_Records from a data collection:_
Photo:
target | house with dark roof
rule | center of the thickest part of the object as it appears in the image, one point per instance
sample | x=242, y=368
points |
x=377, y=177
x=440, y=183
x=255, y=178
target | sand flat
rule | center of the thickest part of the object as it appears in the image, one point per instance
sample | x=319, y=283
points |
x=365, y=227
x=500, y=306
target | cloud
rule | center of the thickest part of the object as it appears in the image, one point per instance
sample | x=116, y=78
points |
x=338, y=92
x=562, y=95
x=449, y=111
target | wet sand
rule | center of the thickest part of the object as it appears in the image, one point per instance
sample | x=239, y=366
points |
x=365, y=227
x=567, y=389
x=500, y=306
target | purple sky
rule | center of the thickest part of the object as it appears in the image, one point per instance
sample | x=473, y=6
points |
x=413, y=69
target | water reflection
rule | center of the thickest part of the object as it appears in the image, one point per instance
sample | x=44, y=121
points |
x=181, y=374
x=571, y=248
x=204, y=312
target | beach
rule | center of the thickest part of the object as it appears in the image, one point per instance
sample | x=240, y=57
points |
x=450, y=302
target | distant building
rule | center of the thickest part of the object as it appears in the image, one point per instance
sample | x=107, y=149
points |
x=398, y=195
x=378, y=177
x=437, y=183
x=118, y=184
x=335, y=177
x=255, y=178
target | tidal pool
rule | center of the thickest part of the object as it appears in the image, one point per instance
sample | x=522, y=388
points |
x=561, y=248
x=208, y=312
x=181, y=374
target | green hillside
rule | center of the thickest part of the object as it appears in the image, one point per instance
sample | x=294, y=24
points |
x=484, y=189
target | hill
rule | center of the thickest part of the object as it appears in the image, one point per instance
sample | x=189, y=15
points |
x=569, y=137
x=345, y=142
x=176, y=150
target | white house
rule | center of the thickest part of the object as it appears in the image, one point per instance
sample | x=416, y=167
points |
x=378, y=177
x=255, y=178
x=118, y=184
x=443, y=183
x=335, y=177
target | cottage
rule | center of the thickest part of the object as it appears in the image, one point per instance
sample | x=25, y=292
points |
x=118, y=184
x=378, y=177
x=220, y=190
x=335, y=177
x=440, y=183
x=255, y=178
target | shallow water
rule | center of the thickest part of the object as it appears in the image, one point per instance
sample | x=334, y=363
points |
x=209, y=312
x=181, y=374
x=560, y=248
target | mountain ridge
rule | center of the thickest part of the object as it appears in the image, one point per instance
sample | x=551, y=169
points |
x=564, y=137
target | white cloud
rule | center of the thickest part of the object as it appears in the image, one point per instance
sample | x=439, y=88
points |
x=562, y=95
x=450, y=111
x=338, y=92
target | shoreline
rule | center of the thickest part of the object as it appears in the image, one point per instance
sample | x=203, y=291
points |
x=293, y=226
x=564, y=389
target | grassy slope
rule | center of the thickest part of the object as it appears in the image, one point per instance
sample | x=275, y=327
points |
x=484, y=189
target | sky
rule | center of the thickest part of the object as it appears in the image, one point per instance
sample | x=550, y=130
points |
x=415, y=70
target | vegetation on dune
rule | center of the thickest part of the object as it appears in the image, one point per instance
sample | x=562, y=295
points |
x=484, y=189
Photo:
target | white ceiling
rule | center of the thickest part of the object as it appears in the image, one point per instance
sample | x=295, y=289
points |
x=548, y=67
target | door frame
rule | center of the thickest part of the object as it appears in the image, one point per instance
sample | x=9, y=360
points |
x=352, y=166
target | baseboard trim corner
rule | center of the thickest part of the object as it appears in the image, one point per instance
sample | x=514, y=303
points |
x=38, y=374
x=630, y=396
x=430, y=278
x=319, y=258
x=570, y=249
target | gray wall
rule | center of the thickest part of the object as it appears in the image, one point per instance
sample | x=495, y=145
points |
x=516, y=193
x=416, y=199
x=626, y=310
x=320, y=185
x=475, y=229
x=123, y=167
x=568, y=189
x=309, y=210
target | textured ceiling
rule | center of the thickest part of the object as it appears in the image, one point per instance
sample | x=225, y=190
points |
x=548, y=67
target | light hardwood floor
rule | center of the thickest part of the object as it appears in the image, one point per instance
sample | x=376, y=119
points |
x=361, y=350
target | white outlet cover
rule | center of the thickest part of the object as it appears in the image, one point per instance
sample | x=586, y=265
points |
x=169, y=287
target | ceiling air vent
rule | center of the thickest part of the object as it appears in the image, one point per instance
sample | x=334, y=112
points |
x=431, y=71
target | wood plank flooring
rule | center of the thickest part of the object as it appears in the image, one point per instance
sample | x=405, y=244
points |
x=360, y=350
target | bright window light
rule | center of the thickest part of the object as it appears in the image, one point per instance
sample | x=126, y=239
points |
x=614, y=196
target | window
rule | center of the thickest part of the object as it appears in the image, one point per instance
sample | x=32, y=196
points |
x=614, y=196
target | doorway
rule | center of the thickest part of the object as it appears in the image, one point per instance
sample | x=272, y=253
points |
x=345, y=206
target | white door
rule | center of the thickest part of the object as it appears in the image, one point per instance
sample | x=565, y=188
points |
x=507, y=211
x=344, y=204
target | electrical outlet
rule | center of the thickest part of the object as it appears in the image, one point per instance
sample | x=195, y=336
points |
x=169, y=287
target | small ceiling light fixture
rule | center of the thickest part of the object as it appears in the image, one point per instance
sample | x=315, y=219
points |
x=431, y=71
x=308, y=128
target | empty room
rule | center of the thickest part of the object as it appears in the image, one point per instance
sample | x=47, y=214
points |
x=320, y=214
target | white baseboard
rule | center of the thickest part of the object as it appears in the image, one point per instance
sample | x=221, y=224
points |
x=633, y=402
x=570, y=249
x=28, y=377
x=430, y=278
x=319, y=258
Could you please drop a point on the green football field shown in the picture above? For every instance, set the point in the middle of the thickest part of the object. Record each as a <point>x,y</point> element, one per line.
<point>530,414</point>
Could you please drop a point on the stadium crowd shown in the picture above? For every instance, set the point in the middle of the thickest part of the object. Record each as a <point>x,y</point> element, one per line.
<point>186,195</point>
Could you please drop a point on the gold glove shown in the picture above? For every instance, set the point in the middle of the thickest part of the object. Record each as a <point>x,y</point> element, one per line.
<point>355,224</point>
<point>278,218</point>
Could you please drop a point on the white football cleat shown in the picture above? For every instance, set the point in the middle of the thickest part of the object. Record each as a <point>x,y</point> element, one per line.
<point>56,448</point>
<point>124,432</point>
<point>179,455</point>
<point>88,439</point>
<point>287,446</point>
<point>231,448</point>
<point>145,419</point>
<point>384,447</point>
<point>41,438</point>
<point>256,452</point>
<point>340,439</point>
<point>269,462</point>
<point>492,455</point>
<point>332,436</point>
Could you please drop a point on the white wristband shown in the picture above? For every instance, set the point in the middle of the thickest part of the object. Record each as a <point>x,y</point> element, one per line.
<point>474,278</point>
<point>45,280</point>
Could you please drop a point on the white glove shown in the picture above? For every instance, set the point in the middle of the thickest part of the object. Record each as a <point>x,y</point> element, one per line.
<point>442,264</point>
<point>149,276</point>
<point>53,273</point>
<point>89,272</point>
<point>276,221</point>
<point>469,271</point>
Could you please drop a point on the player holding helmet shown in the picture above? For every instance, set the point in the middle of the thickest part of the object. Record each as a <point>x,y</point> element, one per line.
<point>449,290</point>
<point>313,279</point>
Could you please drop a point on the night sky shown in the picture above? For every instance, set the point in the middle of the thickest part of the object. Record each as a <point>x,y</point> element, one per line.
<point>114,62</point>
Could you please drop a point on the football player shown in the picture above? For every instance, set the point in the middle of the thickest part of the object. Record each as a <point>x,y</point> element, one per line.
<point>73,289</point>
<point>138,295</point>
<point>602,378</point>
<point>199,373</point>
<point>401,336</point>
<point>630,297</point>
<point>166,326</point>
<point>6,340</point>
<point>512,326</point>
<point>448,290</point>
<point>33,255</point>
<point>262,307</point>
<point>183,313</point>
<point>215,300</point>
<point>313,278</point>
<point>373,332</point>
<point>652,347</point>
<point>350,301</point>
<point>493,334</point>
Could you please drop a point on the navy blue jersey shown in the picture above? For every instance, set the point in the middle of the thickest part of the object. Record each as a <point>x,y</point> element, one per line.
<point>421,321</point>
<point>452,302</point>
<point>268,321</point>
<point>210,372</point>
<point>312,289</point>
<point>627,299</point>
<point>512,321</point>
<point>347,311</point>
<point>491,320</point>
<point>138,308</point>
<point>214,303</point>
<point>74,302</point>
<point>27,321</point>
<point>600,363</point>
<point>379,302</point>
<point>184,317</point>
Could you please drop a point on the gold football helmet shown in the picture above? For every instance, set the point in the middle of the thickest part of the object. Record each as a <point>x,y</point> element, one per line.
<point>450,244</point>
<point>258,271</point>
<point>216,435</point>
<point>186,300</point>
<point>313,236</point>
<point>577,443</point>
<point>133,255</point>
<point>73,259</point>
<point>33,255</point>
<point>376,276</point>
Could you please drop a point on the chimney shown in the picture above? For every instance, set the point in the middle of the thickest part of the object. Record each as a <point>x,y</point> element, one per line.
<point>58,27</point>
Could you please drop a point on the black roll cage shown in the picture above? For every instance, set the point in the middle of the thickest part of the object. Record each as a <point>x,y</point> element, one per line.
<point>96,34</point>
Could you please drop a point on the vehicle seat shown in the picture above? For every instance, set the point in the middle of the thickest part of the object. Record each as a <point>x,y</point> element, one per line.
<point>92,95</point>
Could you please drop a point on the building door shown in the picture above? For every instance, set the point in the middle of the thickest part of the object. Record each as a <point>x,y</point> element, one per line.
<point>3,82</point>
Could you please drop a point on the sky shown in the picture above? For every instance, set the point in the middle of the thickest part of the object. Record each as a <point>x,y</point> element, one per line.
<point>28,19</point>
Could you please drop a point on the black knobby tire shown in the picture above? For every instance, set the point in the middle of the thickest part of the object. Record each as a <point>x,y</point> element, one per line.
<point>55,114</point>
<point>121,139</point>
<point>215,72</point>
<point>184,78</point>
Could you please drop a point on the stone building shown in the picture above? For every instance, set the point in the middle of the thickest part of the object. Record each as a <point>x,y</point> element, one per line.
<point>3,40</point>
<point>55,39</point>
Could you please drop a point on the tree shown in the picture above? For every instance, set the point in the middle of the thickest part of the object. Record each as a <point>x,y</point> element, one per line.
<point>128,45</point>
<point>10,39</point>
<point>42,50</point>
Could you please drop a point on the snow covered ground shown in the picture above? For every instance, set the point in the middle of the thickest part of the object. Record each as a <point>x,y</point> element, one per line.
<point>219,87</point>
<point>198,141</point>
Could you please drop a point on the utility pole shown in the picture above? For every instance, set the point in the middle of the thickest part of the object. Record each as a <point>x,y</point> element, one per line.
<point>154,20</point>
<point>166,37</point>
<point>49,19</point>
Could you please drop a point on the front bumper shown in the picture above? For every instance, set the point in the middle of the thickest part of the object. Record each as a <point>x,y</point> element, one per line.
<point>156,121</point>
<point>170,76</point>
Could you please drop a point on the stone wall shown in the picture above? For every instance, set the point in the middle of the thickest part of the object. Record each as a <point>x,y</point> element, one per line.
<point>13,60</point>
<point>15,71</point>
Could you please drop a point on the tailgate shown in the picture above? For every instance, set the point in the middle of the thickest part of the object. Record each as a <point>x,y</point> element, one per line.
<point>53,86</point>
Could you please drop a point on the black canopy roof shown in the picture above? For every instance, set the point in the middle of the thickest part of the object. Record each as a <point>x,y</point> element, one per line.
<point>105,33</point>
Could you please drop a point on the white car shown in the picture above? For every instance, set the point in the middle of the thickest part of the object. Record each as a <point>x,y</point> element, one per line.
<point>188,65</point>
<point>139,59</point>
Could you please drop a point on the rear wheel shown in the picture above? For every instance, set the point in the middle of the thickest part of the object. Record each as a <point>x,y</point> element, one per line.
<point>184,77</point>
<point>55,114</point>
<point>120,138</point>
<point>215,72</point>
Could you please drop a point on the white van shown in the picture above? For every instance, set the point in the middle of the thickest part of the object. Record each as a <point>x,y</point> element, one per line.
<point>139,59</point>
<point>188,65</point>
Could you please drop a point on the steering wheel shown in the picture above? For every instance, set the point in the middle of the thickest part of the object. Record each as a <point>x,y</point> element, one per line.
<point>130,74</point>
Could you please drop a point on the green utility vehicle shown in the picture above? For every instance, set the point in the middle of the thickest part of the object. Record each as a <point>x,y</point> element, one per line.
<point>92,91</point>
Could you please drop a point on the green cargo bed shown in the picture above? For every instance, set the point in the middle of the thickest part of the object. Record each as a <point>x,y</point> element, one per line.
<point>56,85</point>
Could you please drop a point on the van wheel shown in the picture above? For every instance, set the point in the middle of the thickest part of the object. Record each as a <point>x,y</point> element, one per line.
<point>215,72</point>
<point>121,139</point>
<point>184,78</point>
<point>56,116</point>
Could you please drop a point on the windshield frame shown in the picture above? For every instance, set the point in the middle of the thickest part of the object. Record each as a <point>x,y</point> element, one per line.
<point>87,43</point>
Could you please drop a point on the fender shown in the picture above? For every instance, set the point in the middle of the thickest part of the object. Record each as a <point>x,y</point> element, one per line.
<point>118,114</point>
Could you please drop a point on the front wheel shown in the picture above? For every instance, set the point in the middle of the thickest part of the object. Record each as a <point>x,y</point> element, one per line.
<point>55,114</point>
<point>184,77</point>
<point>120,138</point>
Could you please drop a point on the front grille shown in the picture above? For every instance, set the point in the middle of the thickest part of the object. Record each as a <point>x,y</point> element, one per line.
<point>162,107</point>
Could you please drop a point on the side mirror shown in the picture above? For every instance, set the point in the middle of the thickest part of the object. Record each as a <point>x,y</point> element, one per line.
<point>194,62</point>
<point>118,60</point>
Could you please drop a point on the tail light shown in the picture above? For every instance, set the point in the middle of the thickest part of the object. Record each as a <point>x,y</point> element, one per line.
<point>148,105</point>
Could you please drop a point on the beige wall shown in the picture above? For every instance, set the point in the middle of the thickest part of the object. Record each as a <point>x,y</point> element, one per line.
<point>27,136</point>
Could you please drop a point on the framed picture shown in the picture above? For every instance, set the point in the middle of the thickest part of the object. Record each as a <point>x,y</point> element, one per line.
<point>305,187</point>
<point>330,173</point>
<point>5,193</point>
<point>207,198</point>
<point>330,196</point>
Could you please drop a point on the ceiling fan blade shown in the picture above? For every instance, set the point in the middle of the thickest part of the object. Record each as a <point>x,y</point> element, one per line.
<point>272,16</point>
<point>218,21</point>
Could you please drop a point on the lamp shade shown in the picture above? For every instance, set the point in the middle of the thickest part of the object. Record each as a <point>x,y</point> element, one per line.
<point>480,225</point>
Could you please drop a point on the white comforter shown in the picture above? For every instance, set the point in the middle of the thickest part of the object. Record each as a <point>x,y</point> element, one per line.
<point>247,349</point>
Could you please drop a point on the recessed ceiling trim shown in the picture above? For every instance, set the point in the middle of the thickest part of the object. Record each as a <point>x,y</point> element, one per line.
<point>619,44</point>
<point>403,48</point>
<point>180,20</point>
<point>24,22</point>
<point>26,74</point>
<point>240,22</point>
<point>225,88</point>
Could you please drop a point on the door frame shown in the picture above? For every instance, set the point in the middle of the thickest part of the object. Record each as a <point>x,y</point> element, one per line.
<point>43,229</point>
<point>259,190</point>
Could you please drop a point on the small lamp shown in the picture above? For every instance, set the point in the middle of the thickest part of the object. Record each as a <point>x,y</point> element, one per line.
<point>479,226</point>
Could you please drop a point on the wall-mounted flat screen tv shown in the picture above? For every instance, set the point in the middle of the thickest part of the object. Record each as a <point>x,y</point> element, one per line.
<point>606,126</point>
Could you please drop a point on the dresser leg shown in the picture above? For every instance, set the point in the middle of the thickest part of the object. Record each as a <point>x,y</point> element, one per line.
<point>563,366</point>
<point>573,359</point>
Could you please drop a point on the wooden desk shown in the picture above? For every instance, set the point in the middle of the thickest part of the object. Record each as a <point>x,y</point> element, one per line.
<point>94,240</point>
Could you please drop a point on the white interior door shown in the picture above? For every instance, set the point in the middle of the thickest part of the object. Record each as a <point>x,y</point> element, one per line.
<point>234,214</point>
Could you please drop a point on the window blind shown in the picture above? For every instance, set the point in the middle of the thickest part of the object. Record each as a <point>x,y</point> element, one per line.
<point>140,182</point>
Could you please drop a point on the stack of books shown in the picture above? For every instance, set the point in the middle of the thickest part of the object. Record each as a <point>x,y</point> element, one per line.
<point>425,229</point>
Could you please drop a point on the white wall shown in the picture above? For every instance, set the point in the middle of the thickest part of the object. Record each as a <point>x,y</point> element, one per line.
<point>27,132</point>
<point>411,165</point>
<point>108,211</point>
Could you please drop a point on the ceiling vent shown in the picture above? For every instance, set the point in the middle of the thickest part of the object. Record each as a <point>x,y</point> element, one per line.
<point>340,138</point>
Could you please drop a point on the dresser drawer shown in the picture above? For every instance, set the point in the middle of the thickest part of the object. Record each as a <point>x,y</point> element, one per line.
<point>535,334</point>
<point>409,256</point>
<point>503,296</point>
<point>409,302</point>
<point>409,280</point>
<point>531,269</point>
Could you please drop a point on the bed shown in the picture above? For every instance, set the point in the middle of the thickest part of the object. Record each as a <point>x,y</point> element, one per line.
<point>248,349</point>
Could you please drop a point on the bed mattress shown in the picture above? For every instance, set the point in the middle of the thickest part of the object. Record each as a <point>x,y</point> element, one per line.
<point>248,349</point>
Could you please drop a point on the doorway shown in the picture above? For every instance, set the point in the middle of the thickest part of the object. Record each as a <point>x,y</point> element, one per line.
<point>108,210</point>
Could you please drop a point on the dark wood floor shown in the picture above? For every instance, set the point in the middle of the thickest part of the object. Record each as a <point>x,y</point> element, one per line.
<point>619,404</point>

_Exercise details:_ Exactly and exclusively, repeat the lines from the line that contains "Could you please drop a point on the doorway" through the end of the records, both ends included.

_Reply:_
Could you please drop a point on the doorway shown in the picture above? For every instance, set the point in the middle of the thickest part of the object. Record each as a <point>x,y</point> element, one per line.
<point>108,210</point>
Could you please drop a point on the dark wood floor shown in the picture above? For every instance, set the point in the middle of the thickest part of the object. Record each as a <point>x,y</point> element, one per line.
<point>619,404</point>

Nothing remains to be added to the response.